*** Selected extract

New Delhi, Dec 30 (PTI) Hindi writer Shrilal Shukla’s timeless classic “Raag Darbari” was initially met with sneers in some corners of the Hindi literary world, as leading authors and critics like Nemichand Jain put it down as "noise of discontent" and Sripat Rai termed it "great novel of great boredom".
Not only did Shukla go on to win the Sahitya Akademi award next year in 1969, the biting satire has stood the test of time and is one of Hindi literature's most read and translated novels.
Shukla, whose 100th birth anniversary is on Wednesday, became synonymous with his 1968 book, now considered a landmark in Hindi satirical writing. Shukla, who died in 2011, wrote over 25 books, including ”Makaan”, “Sooni Ghaati Ka Sooraj”, “Pehla Padaav” and “Bishrampur Ka Sant”.
In a 2005 collection of essays titled “Shrilal Shukla: Jeevan Hi Jeevan”, the IAS officer, born in Mohanlal Ganj in Uttar Pradesh, recalled that the novel “kept him sick” for almost six years, turning him into an outcast, as he acted like a “responsible householder with a mistress”.
"Living day and night with those boorish characters, my tongue became worn. Respectable women sometimes raised their eyebrows at me at the dinner table, and I began to avoid my family, and my family began to avoid me. My problem was that no place seemed appropriate for writing the book.
"So, I left my house to my wife, children, relatives, and other well-wishers, and took a separate flat, parked my car in a desolate area, and used its seat for months,” Shukla wrote in the book.

******
*** Extracted material

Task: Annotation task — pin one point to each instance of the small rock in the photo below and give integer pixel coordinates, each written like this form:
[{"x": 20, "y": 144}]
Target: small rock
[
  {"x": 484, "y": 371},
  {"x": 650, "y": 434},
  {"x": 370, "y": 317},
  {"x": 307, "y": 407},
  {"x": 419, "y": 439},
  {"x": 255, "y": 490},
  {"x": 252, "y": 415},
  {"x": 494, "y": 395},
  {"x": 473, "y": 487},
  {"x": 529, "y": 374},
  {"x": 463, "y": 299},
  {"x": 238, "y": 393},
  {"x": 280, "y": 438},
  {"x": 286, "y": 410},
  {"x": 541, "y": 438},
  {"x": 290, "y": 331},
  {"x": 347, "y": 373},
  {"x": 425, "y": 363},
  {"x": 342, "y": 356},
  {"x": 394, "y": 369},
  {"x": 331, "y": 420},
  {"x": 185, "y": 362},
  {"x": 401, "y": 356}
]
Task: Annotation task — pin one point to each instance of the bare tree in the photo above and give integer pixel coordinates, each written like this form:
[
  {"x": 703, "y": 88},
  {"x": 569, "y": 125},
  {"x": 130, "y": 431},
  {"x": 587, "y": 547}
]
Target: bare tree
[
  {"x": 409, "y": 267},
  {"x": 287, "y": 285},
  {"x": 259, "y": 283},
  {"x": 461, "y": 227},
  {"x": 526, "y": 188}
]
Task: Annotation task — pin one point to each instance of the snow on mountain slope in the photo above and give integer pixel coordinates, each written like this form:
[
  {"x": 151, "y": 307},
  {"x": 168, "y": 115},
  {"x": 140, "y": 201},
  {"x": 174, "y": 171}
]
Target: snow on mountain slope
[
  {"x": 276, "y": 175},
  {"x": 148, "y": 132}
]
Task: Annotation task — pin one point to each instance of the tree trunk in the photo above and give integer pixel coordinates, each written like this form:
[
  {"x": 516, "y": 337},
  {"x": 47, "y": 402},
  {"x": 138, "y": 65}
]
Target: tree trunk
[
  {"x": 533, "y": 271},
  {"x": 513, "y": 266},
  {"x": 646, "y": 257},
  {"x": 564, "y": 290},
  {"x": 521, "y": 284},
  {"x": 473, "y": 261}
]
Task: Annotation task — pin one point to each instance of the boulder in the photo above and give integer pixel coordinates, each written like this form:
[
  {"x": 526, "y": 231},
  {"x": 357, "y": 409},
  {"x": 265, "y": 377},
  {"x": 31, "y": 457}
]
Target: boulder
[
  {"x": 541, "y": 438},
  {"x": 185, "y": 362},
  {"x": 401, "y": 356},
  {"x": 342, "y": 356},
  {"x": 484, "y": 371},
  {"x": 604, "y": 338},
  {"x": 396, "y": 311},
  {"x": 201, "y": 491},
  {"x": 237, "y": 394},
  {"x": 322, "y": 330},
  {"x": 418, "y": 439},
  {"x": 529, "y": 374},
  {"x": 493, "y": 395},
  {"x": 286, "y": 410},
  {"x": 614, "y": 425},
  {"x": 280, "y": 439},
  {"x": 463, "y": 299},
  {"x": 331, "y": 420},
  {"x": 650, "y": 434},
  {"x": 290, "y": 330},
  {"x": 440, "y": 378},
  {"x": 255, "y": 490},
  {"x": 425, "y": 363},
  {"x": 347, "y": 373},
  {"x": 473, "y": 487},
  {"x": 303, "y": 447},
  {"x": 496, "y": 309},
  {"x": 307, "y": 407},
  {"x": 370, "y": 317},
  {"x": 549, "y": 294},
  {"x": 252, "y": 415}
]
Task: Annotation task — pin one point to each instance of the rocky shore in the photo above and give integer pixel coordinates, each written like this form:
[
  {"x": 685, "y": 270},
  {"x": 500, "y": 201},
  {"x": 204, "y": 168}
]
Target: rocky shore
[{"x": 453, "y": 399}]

******

Can you set down, word for word, the whole news piece above on Shrilal Shukla and "Raag Darbari"?

_Written response_
New Delhi, Dec 30 (PTI) Hindi writer Shrilal Shukla’s timeless classic “Raag Darbari” was initially met with sneers in some corners of the Hindi literary world, as leading authors and critics like Nemichand Jain put it down as "noise of discontent" and Sripat Rai termed it "great novel of great boredom".
Not only did Shukla go on to win the Sahitya Akademi award next year in 1969, the biting satire has stood the test of time and is one of Hindi literature's most read and translated novels.
Shukla, whose 100th birth anniversary is on Wednesday, became synonymous with his 1968 book, now considered a landmark in Hindi satirical writing. Shukla, who died in 2011, wrote over 25 books, including ”Makaan”, “Sooni Ghaati Ka Sooraj”, “Pehla Padaav” and “Bishrampur Ka Sant”.
In a 2005 collection of essays titled “Shrilal Shukla: Jeevan Hi Jeevan”, the IAS officer, born in Mohanlal Ganj in Uttar Pradesh, recalled that the novel “kept him sick” for almost six years, turning him into an outcast, as he acted like a “responsible householder with a mistress”.
"Living day and night with those boorish characters, my tongue became worn. Respectable women sometimes raised their eyebrows at me at the dinner table, and I began to avoid my family, and my family began to avoid me. My problem was that no place seemed appropriate for writing the book.
"So, I left my house to my wife, children, relatives, and other well-wishers, and took a separate flat, parked my car in a desolate area, and used its seat for months,” Shukla wrote in the book.